Repeat the material below word for word and leave out all pictures.

··········

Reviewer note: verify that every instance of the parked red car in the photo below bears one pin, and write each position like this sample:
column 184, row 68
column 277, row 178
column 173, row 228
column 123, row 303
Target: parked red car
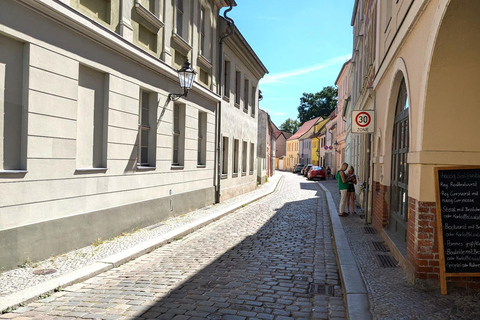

··········

— Written response —
Reviewer note: verify that every instance of the parked red car in the photo below bears one pin, and write each position like this sample:
column 184, row 68
column 277, row 178
column 173, row 228
column 123, row 303
Target: parked red car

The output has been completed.